-- What to do --
In the data that follows, count each line with the string "bead"; the reply is the number only.
>>>
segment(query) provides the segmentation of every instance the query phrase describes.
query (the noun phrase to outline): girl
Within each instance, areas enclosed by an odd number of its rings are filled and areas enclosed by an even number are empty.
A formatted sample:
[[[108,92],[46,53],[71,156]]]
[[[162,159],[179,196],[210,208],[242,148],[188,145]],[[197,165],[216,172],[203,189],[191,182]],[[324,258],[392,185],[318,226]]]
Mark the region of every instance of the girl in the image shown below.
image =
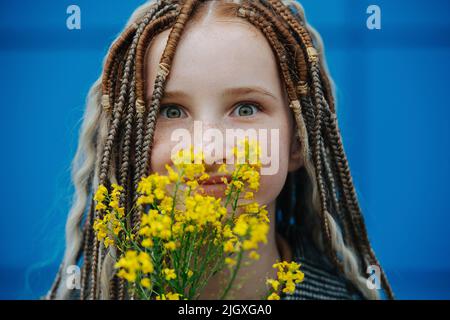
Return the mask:
[[[92,192],[118,183],[129,210],[140,178],[170,162],[171,133],[192,131],[195,121],[221,132],[279,132],[278,170],[262,176],[255,197],[267,205],[271,232],[256,267],[241,268],[245,286],[233,298],[261,297],[280,259],[301,263],[305,273],[285,299],[380,298],[367,285],[367,267],[379,263],[343,150],[321,40],[301,6],[286,0],[159,0],[135,11],[89,93],[66,251],[47,298],[128,298],[114,272],[114,247],[95,239]],[[69,290],[66,270],[78,263],[81,289]],[[220,275],[212,278],[201,298],[216,298],[219,283]]]

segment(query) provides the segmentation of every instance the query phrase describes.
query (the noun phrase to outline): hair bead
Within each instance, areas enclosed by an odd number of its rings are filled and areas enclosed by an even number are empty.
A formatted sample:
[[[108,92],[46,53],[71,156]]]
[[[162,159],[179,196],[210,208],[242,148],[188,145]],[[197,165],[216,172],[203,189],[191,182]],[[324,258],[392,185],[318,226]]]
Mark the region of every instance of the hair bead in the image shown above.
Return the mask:
[[[309,86],[306,82],[300,82],[300,84],[297,86],[297,93],[301,96],[307,96],[309,93]]]
[[[109,103],[109,94],[102,95],[102,107],[105,112],[107,113],[111,112],[111,105]]]
[[[306,52],[308,53],[308,59],[310,62],[317,62],[319,60],[319,55],[314,47],[307,47]]]
[[[141,99],[136,100],[136,111],[139,113],[145,112],[145,103]]]
[[[158,72],[157,74],[166,78],[169,75],[169,68],[170,66],[167,63],[161,62],[158,65]]]

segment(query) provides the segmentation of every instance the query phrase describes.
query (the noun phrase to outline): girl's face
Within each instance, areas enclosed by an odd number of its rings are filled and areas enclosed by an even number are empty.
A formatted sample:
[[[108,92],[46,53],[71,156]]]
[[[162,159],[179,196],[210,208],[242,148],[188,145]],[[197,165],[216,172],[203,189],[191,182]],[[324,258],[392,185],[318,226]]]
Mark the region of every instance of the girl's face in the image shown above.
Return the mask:
[[[300,146],[294,138],[294,122],[275,55],[264,35],[241,20],[191,23],[176,48],[161,100],[152,170],[166,172],[165,164],[171,163],[172,149],[178,144],[171,141],[172,132],[182,128],[193,137],[194,121],[201,121],[203,131],[219,129],[224,143],[226,129],[278,129],[279,141],[269,139],[276,144],[278,170],[261,176],[255,194],[259,204],[270,205],[281,192],[288,171],[301,166]],[[147,51],[147,104],[168,35],[166,30],[156,36]],[[224,145],[223,150],[229,147]],[[215,171],[217,167],[208,169]]]

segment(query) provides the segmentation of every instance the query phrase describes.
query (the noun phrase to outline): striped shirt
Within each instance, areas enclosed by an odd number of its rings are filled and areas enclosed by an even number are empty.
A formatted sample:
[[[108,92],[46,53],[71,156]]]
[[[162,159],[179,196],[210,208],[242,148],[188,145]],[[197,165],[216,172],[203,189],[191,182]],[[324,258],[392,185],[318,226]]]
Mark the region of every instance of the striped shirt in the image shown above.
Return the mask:
[[[306,236],[301,227],[290,225],[286,238],[293,249],[293,260],[301,264],[304,280],[296,284],[291,295],[282,293],[282,300],[360,300],[361,293],[338,272],[326,256]]]

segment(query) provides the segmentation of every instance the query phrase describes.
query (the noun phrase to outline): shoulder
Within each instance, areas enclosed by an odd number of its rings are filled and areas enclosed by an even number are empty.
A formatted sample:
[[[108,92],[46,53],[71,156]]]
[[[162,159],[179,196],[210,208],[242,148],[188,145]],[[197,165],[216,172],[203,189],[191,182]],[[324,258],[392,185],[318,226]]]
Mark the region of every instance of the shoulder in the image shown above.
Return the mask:
[[[330,272],[311,261],[295,259],[305,274],[304,280],[296,284],[295,292],[284,294],[284,300],[361,300],[364,297],[344,277]]]
[[[296,284],[292,295],[282,295],[284,300],[360,300],[361,293],[313,244],[307,232],[290,226],[286,235],[292,246],[293,260],[305,274]]]

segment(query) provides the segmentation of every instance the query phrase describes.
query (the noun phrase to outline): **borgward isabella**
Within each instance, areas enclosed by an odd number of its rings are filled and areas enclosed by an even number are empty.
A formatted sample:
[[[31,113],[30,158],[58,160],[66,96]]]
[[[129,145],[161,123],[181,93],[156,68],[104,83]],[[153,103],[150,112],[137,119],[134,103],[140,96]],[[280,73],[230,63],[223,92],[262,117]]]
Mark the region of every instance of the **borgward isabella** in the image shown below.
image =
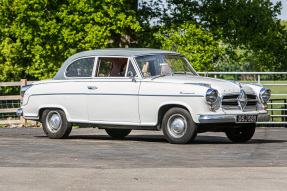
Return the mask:
[[[246,142],[256,122],[270,120],[269,89],[198,76],[183,55],[157,49],[75,54],[53,79],[23,86],[21,95],[17,114],[42,122],[56,139],[69,136],[75,125],[105,129],[114,138],[162,130],[170,143],[188,143],[213,131]]]

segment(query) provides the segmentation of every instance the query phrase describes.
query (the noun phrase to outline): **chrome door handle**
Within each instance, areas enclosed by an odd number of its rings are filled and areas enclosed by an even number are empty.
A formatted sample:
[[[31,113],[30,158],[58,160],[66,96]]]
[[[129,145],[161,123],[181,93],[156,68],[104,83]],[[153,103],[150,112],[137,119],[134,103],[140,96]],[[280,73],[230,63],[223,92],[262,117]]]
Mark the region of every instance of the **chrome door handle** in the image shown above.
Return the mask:
[[[88,89],[89,90],[95,90],[95,89],[98,89],[98,87],[96,87],[96,86],[88,86]]]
<<<
-- Exercise response --
2